**The exercise**
From the items below, extract every line that contains the word "bumper" and copy each one unchanged.

**Records for this exercise**
══════
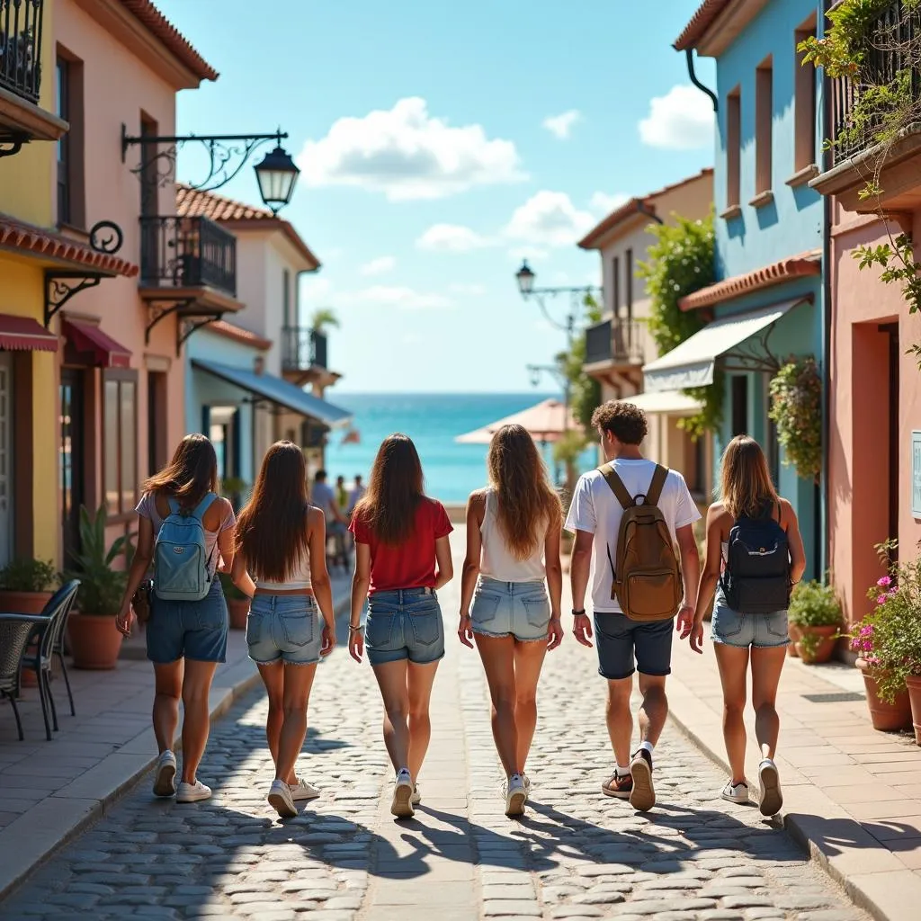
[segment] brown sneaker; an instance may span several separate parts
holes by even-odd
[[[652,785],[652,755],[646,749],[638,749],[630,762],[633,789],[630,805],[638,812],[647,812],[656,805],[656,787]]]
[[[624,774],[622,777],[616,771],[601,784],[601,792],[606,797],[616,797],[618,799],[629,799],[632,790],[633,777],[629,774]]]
══════
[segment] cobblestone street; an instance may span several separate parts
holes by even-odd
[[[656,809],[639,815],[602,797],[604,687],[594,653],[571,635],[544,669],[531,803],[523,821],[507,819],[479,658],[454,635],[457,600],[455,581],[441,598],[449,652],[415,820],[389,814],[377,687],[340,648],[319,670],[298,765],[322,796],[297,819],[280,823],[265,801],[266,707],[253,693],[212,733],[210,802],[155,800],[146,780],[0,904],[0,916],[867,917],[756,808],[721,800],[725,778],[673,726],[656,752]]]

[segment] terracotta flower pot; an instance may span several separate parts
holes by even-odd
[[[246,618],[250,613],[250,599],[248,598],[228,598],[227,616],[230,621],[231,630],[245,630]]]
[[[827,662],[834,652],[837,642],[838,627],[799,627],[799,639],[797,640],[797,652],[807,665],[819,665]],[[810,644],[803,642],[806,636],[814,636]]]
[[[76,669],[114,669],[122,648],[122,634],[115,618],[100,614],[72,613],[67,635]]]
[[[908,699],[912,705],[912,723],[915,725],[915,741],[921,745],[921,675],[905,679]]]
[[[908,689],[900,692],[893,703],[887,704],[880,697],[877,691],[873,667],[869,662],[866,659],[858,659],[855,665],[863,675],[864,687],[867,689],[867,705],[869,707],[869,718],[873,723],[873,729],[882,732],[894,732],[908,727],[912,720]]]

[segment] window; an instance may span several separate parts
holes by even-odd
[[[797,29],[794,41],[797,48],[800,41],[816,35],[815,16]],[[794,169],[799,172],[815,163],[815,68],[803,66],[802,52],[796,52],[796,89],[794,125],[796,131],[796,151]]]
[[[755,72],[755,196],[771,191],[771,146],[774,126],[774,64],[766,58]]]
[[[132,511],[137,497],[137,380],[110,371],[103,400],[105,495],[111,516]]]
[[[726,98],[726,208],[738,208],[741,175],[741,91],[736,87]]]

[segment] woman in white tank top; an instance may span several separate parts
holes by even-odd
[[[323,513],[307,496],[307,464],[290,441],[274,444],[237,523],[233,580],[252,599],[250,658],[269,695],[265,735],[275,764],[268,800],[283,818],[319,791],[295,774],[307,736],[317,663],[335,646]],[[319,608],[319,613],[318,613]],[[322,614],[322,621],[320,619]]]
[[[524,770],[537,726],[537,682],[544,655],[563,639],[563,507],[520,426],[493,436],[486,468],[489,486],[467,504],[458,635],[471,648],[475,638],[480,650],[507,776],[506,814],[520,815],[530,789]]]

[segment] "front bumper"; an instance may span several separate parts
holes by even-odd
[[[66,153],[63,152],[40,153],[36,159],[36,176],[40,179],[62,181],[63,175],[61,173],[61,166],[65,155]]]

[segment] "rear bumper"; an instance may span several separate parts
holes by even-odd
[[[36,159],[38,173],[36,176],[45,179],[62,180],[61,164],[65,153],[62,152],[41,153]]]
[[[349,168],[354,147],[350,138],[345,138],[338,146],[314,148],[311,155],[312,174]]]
══════
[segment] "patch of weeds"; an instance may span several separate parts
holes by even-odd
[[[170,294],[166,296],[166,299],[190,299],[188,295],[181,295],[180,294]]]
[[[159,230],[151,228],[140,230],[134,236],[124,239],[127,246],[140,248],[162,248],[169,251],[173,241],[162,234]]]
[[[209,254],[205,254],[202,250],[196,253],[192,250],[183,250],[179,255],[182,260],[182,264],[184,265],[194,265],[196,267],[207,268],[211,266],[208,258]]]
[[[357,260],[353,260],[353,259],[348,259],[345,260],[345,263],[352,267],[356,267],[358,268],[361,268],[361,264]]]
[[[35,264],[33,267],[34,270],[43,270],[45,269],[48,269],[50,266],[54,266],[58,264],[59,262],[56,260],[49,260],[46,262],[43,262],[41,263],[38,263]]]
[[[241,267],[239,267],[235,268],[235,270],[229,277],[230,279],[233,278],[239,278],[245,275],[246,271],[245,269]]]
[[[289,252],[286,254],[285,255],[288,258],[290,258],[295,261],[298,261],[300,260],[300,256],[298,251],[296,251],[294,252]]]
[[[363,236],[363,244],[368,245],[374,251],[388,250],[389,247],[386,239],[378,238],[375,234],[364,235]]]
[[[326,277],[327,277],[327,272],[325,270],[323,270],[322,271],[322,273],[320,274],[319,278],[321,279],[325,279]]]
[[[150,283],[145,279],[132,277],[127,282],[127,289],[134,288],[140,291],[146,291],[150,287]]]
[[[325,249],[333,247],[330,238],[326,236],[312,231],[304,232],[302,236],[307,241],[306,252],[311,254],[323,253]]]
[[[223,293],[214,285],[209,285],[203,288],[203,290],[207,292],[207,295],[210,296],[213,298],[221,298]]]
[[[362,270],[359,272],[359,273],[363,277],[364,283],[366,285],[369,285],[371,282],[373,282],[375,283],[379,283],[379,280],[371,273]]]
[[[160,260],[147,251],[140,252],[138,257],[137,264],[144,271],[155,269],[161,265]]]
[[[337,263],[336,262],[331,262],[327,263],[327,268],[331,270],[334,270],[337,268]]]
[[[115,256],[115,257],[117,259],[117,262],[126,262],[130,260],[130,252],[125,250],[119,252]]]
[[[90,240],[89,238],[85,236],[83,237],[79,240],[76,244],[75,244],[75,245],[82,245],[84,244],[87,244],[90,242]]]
══════
**Result**
[segment] "front bumper"; an instance may span several separate parts
[segment] "rear bumper"; an instance may span several separate parts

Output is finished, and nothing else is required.